#### Available records

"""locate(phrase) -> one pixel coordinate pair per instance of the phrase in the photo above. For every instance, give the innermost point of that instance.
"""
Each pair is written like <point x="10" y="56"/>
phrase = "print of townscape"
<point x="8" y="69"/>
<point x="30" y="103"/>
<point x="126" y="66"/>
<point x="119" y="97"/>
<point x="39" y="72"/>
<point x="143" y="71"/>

########

[Exercise requirements] Copy the entries above line for line, with no changes.

[Written answer]
"""locate(phrase) -> one pixel coordinate pair per instance of the phrase in the photo above. For every instance, give the innermost point of that instance.
"""
Each pair is written like <point x="10" y="56"/>
phrase = "print of townscape"
<point x="8" y="69"/>
<point x="30" y="103"/>
<point x="126" y="66"/>
<point x="119" y="97"/>
<point x="39" y="72"/>
<point x="143" y="71"/>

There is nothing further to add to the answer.